Aim of the exercise: The records that appear below are to be restated word for word.

Excerpts from a dataset:
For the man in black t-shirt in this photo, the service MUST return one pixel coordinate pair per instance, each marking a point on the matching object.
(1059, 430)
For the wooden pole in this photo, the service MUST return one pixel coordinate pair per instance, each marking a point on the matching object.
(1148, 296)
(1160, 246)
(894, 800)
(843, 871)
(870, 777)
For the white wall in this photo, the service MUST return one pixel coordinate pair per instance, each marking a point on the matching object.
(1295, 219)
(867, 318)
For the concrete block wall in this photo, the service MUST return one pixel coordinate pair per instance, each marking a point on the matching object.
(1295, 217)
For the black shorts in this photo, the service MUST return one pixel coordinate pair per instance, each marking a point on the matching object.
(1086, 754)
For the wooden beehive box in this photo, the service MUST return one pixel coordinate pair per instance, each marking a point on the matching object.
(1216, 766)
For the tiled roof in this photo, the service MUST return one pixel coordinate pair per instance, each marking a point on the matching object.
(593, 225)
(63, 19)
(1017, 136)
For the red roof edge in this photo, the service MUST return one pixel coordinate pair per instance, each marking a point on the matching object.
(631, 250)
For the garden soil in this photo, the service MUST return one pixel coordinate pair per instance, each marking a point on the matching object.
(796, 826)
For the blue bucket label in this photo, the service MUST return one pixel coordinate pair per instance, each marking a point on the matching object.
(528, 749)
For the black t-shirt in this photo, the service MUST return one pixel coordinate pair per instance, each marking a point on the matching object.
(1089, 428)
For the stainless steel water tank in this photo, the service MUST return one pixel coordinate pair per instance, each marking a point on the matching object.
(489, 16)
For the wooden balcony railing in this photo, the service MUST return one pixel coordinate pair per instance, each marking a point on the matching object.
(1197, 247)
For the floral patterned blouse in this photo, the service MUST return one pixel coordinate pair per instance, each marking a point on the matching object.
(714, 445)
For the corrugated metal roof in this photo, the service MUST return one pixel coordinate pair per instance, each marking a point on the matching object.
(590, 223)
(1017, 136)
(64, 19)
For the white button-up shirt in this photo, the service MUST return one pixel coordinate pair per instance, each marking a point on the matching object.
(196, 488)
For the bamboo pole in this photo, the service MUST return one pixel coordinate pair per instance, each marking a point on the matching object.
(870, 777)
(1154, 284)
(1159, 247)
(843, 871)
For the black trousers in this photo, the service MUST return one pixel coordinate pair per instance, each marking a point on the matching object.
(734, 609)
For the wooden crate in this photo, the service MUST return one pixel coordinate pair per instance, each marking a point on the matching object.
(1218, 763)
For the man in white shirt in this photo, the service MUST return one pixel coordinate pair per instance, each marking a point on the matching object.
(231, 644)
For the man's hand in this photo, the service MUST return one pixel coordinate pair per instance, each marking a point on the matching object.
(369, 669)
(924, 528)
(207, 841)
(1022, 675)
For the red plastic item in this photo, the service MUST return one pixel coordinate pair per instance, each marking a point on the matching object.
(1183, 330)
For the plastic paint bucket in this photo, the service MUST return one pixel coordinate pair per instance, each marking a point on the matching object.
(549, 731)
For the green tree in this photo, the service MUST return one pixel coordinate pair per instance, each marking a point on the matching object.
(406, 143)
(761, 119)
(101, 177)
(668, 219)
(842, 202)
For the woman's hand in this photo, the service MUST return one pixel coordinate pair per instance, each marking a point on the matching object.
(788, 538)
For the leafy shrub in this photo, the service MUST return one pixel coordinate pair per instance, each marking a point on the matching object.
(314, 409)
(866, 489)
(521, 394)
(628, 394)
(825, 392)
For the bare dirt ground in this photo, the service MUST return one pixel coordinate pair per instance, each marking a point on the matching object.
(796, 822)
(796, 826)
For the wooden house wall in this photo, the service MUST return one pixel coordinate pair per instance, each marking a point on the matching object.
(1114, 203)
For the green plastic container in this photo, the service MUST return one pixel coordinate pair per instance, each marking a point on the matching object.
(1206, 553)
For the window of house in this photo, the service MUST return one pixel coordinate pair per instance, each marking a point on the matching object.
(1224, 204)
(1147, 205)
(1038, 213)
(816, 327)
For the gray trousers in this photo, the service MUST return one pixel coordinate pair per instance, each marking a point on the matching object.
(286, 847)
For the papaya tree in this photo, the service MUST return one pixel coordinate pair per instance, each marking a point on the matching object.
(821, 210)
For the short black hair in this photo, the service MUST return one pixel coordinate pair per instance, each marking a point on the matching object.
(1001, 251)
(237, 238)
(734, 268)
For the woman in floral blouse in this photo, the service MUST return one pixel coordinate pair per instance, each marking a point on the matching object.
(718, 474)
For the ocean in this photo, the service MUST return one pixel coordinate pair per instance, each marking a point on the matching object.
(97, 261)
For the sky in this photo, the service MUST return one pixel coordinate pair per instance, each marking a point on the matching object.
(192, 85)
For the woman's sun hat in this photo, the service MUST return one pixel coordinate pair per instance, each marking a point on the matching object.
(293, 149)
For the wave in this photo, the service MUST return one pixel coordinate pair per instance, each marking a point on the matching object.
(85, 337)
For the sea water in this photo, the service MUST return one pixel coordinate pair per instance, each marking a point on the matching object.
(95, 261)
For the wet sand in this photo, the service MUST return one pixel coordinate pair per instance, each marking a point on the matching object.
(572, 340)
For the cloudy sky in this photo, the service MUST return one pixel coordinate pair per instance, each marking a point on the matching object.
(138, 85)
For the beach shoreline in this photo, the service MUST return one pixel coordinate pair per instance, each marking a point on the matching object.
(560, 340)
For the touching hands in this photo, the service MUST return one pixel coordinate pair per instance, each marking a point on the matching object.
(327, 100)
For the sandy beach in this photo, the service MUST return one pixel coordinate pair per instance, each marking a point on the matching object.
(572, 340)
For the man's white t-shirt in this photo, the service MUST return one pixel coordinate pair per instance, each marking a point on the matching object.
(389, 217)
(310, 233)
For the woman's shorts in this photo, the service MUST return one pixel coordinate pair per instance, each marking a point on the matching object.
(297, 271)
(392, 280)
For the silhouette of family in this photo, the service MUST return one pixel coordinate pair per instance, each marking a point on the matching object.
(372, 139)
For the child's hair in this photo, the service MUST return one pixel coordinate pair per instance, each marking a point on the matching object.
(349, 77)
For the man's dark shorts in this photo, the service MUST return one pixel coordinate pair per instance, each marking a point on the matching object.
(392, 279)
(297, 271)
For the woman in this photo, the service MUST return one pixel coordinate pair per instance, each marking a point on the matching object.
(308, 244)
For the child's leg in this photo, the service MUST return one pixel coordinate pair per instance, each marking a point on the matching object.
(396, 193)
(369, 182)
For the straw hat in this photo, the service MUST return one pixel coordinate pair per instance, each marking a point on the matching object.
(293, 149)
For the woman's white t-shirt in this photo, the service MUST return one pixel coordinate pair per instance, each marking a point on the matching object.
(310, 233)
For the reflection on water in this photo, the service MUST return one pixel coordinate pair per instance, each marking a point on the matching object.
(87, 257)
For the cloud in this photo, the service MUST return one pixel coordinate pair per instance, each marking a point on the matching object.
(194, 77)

Your response:
For the man in black t-shirt in this photo, the service MUST return one pixel coordinate pair per instance, each marking a point on the matching object.
(1059, 430)
For the wooden pole in this photo, the service MUST return one pixel coordinate pair per instance, each marking a point on the matching object.
(1148, 296)
(1160, 246)
(894, 800)
(843, 871)
(870, 777)
For the white wall in this photo, the service MUST return one pixel coordinate pair per instance, each marking a point on the matching object.
(1295, 219)
(867, 318)
For the concrete block wall in this photo, the service MUST return one pixel coordinate pair per instance, each marking a point on the matching object.
(1295, 217)
For the black shorts in this photo, the service MUST return one pixel coordinate pair per instance, each marking a point on the matching object.
(1086, 754)
For the wooden beehive box in this photo, the service MUST return one pixel coordinate pair per instance, each marking a point on the matching object.
(1216, 766)
For the tiled roof in this photo, the service MUST return one pixel coordinate pair per instance, each marking a point on the matching object.
(593, 225)
(63, 19)
(1017, 136)
For the red roof edge in this photo, the service MUST return one pixel coordinate pair per instance, each marking a point on the matching object.
(631, 250)
For the garden soil in this photo, the service MUST return one pixel coordinate pair per instance, each marking a point on the matching object.
(796, 826)
For the blue bucket label in this photo, the service MUST return one pixel coordinate pair per instance, each marking a point on the matching object.
(528, 749)
For the black t-shirt in this photo, the service MUST return one pixel coordinate pair per instance, each marking a point on the matching object.
(1089, 428)
For the stainless steel water tank in this photo, the service MUST return one pixel coordinate pair per instance, each marking a point on the matching object.
(489, 16)
For the wooden balcony railing in this photo, the service MUST return one pixel coordinate pair per instance, each marking a point on the matching object.
(1197, 247)
For the floral patterned blouse in this photo, the service MUST return one pixel coordinate pair per instance, each marking a point on the matching object.
(714, 445)
For the corrugated metal roof in this photo, the service MUST return one pixel coordinate pair per instance, each marking a point on the matching object.
(590, 223)
(1017, 136)
(64, 19)
For the white button-up shirt in this photo, the service MUST return one pixel coordinate pair per instance, each marking a point on the matching object.
(196, 488)
For the bamboo pole in this photo, the service MUST return one pixel coordinate pair per instance, each marking a point on the matching object.
(870, 777)
(1154, 284)
(1159, 247)
(843, 871)
For the black trousers in this photo, the service MUST return one pixel coordinate pair per instance, each marking a point on the matching object.
(734, 609)
For the wooden crate in this photo, the service MUST return one pixel coordinate pair per instance, each marking a point on the matching object.
(1218, 763)
For the man in white shirt in this photo, the service MUST return one pixel coordinate pair per instance, each marking a point on the matching object.
(231, 644)
For the man's hand in this photo, the service MUST return one pixel coordinate pair per instance, each marking a point on the matching object.
(369, 669)
(924, 528)
(207, 841)
(1022, 675)
For the red plastic item in this photo, the service MUST return one pixel coordinate pair per instance, each marking a point on the matching object.
(1183, 330)
For the plastic paint bucket in this photo, the service MUST return one pixel coordinate pair per instance, each marking a point on the matching object.
(549, 731)
For the green tree in this photo, the service MUST return one pixel coordinate pair per instance, each marking a point on the matching object.
(406, 143)
(761, 119)
(101, 177)
(668, 219)
(842, 202)
For the woman's hand in this photo, the service MUST return one pixel coordinate pair per instance, each marking a point on the matching object.
(788, 538)
For the leafy shrub in this photo, the service MUST return one pixel coordinate pair per instance, each marking a point on the matching object.
(314, 409)
(866, 489)
(521, 394)
(628, 394)
(825, 392)
For the bare dirt ground in this photo, the service MUST return one pixel coordinate pair per instance, each marking a point on the matching object.
(796, 822)
(796, 826)
For the wooden house wall in this photo, the service MUST return one pixel coordinate pair per instance, each marking a point on the matching object.
(1114, 203)
For the green plastic container in this photo, the service MUST return one pixel coordinate pair per instance, each marking a point on the matching object.
(1206, 553)
For the window of house in this photo, the service MUST return one pixel coordinate pair per instance, each marking a point on the matching object.
(1224, 204)
(1147, 205)
(1038, 213)
(816, 327)
For the gray trousers in this photo, the service MUST return one pixel coordinate pair per instance, each marking a point on the matching object.
(286, 847)
For the papaya tree in this photo, the service MUST return one pixel coordinate pair per instance, each marking a point on the matching object.
(821, 210)
For the short black hair in this photo, the service MUST return one pixel coordinate pair per instance, each marking a point on the matching object.
(1001, 251)
(237, 238)
(734, 268)
For the woman in floral blouse in this photo, the service MUST return one pixel coordinate pair per instance, each marking a point on the matching object.
(718, 474)
For the ocean in this photo, the service MUST return one pixel coordinate pair per instance, each marking a point on the matching object.
(97, 261)
For the sky in this photo, the service MUST return one pixel coordinate pair per instance, each marking a point on the matching object.
(192, 85)
For the woman's sun hat in this photo, the service MUST return one pixel coordinate pair per instance, each marking a point on the matching object.
(293, 149)
For the wave in this photo, the service MUST return one pixel coordinate pair per instance, each marking a point on the matching object.
(85, 337)
For the sea water in this photo, the service MUST return one pixel coordinate pair per instance, each marking a point on the matching object.
(95, 261)
For the wet sand in this photo, the service MUST return one pixel coordinate pair per instance, each marking a point on the matching object.
(572, 340)
For the cloudy sky in this photo, the service MUST return one pixel coordinate pair per instance, each marking a point on the matching object.
(138, 85)
For the beach shoreline in this photo, the service MUST return one pixel coordinate pair per instance, each marking a point on the matching object.
(560, 340)
For the touching hands in this photo, the service MUST return one pixel coordinate pair per instance, each marking a point on the matching object.
(327, 100)
For the sandy beach in this photo, the service MUST return one pixel coordinate pair per instance, each marking a point on the matching object.
(572, 340)
For the man's white t-shirt in this photo, the service MUST return one pixel coordinate pair per instance, each marking a point on the matching object.
(389, 217)
(310, 233)
For the woman's shorts in this photo, the service MUST return one pixel coordinate pair per instance, each marking a point on the matching object.
(297, 271)
(392, 280)
For the silhouette of family in this photo, the service MUST return one pixel coordinate pair per instance, each marking a point on the matching object.
(372, 139)
For the child's hair in this photo, the service MUST return one pixel coordinate pair per instance, each marking a point on the matching object.
(349, 77)
For the man's dark shorts in this photo, the service MUST return one pixel coordinate pair per instance, each marking a point on the matching object.
(392, 279)
(297, 271)
For the woman in this photo, the service MUST return one pixel coordinate pair per instance, each marking a point on the matching object.
(308, 244)
For the child's leg in this photo, the service MUST return one pixel coordinate pair per instance, each marking a point on the matching object.
(396, 193)
(369, 182)
For the straw hat in this photo, the service MUST return one pixel coordinate pair per instance, each marking a point on the matching object.
(293, 149)
For the woman's white t-shirt in this photo, the service MUST return one pixel coordinate pair per instance, each marking a point on the matching object.
(310, 233)
For the reflection on water in this photo, the service MUST return one pixel coordinate pair per instance, each marking a point on the matching object.
(87, 257)
For the cloud in this photo, the service MUST return one pixel coordinate pair per instance, each marking a point on the matching object.
(194, 77)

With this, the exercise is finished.